Exercise requirements:
Set the entries below down again, please. Match them exactly.

Data entries:
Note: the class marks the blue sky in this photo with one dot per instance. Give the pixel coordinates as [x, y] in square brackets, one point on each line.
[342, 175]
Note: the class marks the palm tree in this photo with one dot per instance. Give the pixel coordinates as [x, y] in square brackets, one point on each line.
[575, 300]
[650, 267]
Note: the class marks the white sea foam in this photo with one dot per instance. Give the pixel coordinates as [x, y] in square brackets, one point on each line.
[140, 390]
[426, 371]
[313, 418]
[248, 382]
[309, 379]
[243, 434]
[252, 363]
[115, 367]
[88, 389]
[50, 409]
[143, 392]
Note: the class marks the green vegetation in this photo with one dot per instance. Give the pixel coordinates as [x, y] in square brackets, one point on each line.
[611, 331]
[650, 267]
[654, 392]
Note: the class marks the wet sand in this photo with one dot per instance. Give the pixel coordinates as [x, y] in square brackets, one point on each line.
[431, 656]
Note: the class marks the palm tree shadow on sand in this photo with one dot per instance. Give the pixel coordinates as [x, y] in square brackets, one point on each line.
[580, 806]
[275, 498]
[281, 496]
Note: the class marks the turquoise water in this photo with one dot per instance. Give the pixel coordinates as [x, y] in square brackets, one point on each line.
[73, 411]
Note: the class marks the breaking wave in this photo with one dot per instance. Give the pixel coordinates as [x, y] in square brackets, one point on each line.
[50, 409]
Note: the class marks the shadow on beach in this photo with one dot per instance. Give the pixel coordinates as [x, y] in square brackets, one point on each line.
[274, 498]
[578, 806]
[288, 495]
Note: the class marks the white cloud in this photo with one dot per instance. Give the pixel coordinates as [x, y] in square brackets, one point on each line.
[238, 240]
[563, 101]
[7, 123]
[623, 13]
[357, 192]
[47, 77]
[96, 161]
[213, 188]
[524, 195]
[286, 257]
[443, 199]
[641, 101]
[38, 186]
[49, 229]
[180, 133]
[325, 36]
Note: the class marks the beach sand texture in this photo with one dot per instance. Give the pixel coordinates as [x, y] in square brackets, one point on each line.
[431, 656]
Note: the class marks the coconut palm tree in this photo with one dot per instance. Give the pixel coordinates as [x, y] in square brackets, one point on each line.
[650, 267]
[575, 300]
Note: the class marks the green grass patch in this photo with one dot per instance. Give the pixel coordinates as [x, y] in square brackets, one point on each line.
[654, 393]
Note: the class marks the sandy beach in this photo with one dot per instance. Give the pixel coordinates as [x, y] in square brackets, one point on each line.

Written answer:
Note: the class marks the blue sky in this photo with one dot per instance. Give the pixel coordinates as [x, y] in square brackets, one point on each line.
[342, 175]
Note: the class marks the palm tree in this photo with one dot per instance. Give the pixel coordinates as [x, y] in square brackets, one point on each line.
[575, 300]
[650, 267]
Note: the class marks the white sea foam in this photo with one dot per instance. Give the pixel coordinates as [x, y] in square brackets, one point on each line.
[140, 390]
[426, 371]
[313, 418]
[248, 382]
[309, 379]
[243, 434]
[252, 363]
[115, 367]
[88, 389]
[50, 409]
[143, 392]
Note: the class marks the green vegetation in this photo with one dot per instance. Give the pixel coordinates as [x, y] in square brackets, one point on each line.
[611, 331]
[650, 267]
[654, 392]
Note: the class marks the wet sand in this photo with one dot per instance. Give the pixel coordinates as [x, y] in square brackets, one point on each line.
[431, 656]
Note: the class marks the palm tree shadow on sand in this photo with one dot per instance. Give the pixel coordinates as [x, y] in square brackets, one point on each line.
[580, 806]
[275, 498]
[281, 496]
Note: the class marks the turquoise water in this photo with one dot per instance. Give the pixel coordinates as [x, y] in square brackets, one point on each line.
[73, 411]
Note: the class marks the breaking wave in this photo with one dot per instance. Give the pixel coordinates as [x, y] in square brackets, one point on each line.
[50, 409]
Note: the class marks the shadow on beach in this photo with one dot per instance. Give the pixel coordinates as [x, y] in square brackets, one point on each line.
[274, 498]
[578, 806]
[288, 495]
Note: the class marks the white cloud in this photo with one dot per instance. Give the pixel coordinates as [x, y] in square brackets, one point on each line.
[238, 240]
[563, 101]
[7, 123]
[623, 13]
[357, 192]
[47, 77]
[96, 161]
[213, 188]
[524, 195]
[286, 257]
[443, 199]
[641, 101]
[38, 186]
[49, 229]
[180, 133]
[325, 36]
Note: the class marks the beach sand texture in this photo with one dot per instance. Give the pixel coordinates as [x, y] in square brackets, one point on each line.
[431, 656]
Note: the class marks the coconut palm tree in this photo with one dot per instance. Give the pixel coordinates as [x, y] in square brackets, one point on each line.
[650, 267]
[575, 300]
Note: the class marks the green grass patch in this photo with one dot per instance. Give the pixel coordinates as [x, y] in square brackets, one point on each line.
[654, 393]
Note: the class marks the sandy beach in this photo with one dot per instance. Give the pixel coordinates as [x, y] in square brackets, one point on each line.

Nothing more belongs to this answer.